=== Section Start ===
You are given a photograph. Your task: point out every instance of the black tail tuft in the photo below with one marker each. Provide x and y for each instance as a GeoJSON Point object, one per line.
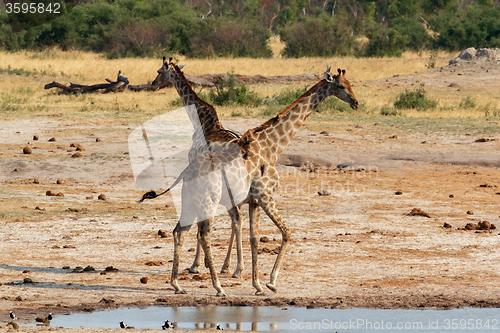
{"type": "Point", "coordinates": [148, 195]}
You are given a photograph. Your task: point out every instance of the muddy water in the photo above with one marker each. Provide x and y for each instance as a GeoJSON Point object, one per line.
{"type": "Point", "coordinates": [264, 319]}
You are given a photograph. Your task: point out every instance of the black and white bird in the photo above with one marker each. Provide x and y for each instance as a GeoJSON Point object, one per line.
{"type": "Point", "coordinates": [122, 325]}
{"type": "Point", "coordinates": [167, 326]}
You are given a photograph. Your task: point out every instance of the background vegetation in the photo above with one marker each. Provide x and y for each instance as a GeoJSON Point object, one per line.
{"type": "Point", "coordinates": [242, 28]}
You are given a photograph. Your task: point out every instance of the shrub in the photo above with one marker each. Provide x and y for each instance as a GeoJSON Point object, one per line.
{"type": "Point", "coordinates": [317, 37]}
{"type": "Point", "coordinates": [416, 99]}
{"type": "Point", "coordinates": [230, 92]}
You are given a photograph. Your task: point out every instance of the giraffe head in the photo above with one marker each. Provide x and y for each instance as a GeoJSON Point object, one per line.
{"type": "Point", "coordinates": [340, 87]}
{"type": "Point", "coordinates": [165, 74]}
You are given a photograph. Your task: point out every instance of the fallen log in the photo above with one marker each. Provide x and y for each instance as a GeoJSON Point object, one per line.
{"type": "Point", "coordinates": [120, 84]}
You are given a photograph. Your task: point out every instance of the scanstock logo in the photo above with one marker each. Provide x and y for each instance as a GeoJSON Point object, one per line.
{"type": "Point", "coordinates": [26, 14]}
{"type": "Point", "coordinates": [159, 156]}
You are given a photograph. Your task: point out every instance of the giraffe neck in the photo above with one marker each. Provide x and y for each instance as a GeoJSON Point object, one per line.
{"type": "Point", "coordinates": [202, 115]}
{"type": "Point", "coordinates": [275, 135]}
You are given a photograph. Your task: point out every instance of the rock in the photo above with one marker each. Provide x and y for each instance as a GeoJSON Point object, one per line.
{"type": "Point", "coordinates": [484, 225]}
{"type": "Point", "coordinates": [324, 193]}
{"type": "Point", "coordinates": [111, 269]}
{"type": "Point", "coordinates": [418, 212]}
{"type": "Point", "coordinates": [264, 239]}
{"type": "Point", "coordinates": [154, 263]}
{"type": "Point", "coordinates": [470, 226]}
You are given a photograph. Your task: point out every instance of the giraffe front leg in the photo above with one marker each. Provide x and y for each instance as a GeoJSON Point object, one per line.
{"type": "Point", "coordinates": [197, 260]}
{"type": "Point", "coordinates": [236, 233]}
{"type": "Point", "coordinates": [179, 234]}
{"type": "Point", "coordinates": [227, 260]}
{"type": "Point", "coordinates": [254, 216]}
{"type": "Point", "coordinates": [204, 233]}
{"type": "Point", "coordinates": [271, 211]}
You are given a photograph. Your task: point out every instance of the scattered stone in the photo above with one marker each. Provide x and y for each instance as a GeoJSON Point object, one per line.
{"type": "Point", "coordinates": [470, 226]}
{"type": "Point", "coordinates": [111, 269]}
{"type": "Point", "coordinates": [107, 301]}
{"type": "Point", "coordinates": [264, 239]}
{"type": "Point", "coordinates": [13, 325]}
{"type": "Point", "coordinates": [484, 140]}
{"type": "Point", "coordinates": [154, 263]}
{"type": "Point", "coordinates": [418, 212]}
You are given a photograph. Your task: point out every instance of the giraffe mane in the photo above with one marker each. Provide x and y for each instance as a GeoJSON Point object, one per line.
{"type": "Point", "coordinates": [276, 118]}
{"type": "Point", "coordinates": [186, 82]}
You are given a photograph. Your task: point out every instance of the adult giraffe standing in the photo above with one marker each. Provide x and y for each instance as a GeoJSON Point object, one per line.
{"type": "Point", "coordinates": [208, 136]}
{"type": "Point", "coordinates": [254, 174]}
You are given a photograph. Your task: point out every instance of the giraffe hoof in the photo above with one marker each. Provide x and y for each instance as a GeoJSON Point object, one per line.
{"type": "Point", "coordinates": [272, 287]}
{"type": "Point", "coordinates": [183, 292]}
=== Section End ===
• Assignment: Please reproduce the listing exactly, leaving out any pictures.

• Written response:
You are given a photograph. Your task: point out every instance of the black tail tuft in the photo below with one marker each. Provide x and y for each instance as a GeoJSON Point object, one per line.
{"type": "Point", "coordinates": [148, 195]}
You are given a photograph. Your task: point out every instance of the muddy water in the photo above with one marker each. Provide x and y for each instance as a GeoJSON Point object, one per line.
{"type": "Point", "coordinates": [264, 319]}
You are given a photograph. Your task: point out every instance of the black and white bird in the photo above with one marker each. Provide x and y for each instance as a GeoJSON Point object, one per line.
{"type": "Point", "coordinates": [122, 325]}
{"type": "Point", "coordinates": [167, 326]}
You are given a photograph. Your task: point out every instance of the background vegetation in the photo above with one marker each. Provide x and y for each instance as a GeoJSON Point object, one per line.
{"type": "Point", "coordinates": [242, 28]}
You are given a photograph. Your task: point out every instance of the shrub in the photo above with one marker each. Provide x and y for each instance as a GeoJSON Point object, one per line.
{"type": "Point", "coordinates": [317, 37]}
{"type": "Point", "coordinates": [416, 99]}
{"type": "Point", "coordinates": [230, 92]}
You are given a photograph. Your task: point out every instance of the giraffe head in the photo above with one marker each. Provide x and y for each instance as a GeoJSON Point object, one per line.
{"type": "Point", "coordinates": [340, 87]}
{"type": "Point", "coordinates": [165, 74]}
You are given a photograph. Your task: point out every instance of the fallen log in the photo above with one marker each. Provide x and y for each instance as a GeoJSON Point object, one per line.
{"type": "Point", "coordinates": [120, 84]}
You are given a photograph. Your task: point out every instance of the scanstock logo in the photo above with one marker each. Provide x and y for each instance as a GeoJSON Point object, one per line.
{"type": "Point", "coordinates": [26, 14]}
{"type": "Point", "coordinates": [159, 156]}
You are given a photograph. Your task: point out every instance of the giraffe neck in the photo above with one marker each. Provide x and y for each instance as a GeoJSON Point object, one per line.
{"type": "Point", "coordinates": [202, 115]}
{"type": "Point", "coordinates": [275, 135]}
You are given a photograph. Your task: point out every instance of the rock in the photo above with one marker each. Provide x and y for each instance as a GeoJSON Point object, one per line.
{"type": "Point", "coordinates": [484, 225]}
{"type": "Point", "coordinates": [324, 193]}
{"type": "Point", "coordinates": [111, 269]}
{"type": "Point", "coordinates": [418, 212]}
{"type": "Point", "coordinates": [264, 239]}
{"type": "Point", "coordinates": [154, 263]}
{"type": "Point", "coordinates": [470, 226]}
You are given a photograph. Your task: point out every instance of the giraffe front leg in the photo above with one marker each. Provide x and y for each instance as a GeoJSON Point object, one per line.
{"type": "Point", "coordinates": [197, 260]}
{"type": "Point", "coordinates": [236, 233]}
{"type": "Point", "coordinates": [179, 234]}
{"type": "Point", "coordinates": [227, 260]}
{"type": "Point", "coordinates": [254, 216]}
{"type": "Point", "coordinates": [204, 233]}
{"type": "Point", "coordinates": [271, 211]}
You are given a photograph. Your task: point out every instance of the scattered stone in the photo above with one marker each. Provide x and y for each instance as a GeoJSON Point object, one per line.
{"type": "Point", "coordinates": [470, 226]}
{"type": "Point", "coordinates": [111, 269]}
{"type": "Point", "coordinates": [107, 301]}
{"type": "Point", "coordinates": [264, 239]}
{"type": "Point", "coordinates": [13, 325]}
{"type": "Point", "coordinates": [484, 140]}
{"type": "Point", "coordinates": [154, 263]}
{"type": "Point", "coordinates": [418, 212]}
You are given a photograph. Your task: point out every instance of the giraffe mane in the photo above with one marker each. Provide x and y for each instance as a GeoJSON Point object, one per line.
{"type": "Point", "coordinates": [276, 118]}
{"type": "Point", "coordinates": [186, 82]}
You are given a photograph. Your task: point out every instance of the adult giraffe standing in the photo above with one marker each. Provide x and y for each instance as a GeoJSON Point object, one per line.
{"type": "Point", "coordinates": [208, 136]}
{"type": "Point", "coordinates": [254, 174]}
You are given a photograph. Your task: point out every instance of the giraffe hoof in the photo above with one marker each. Provide x and y for each instance as a GeoJSON Point object, one per line.
{"type": "Point", "coordinates": [272, 287]}
{"type": "Point", "coordinates": [183, 292]}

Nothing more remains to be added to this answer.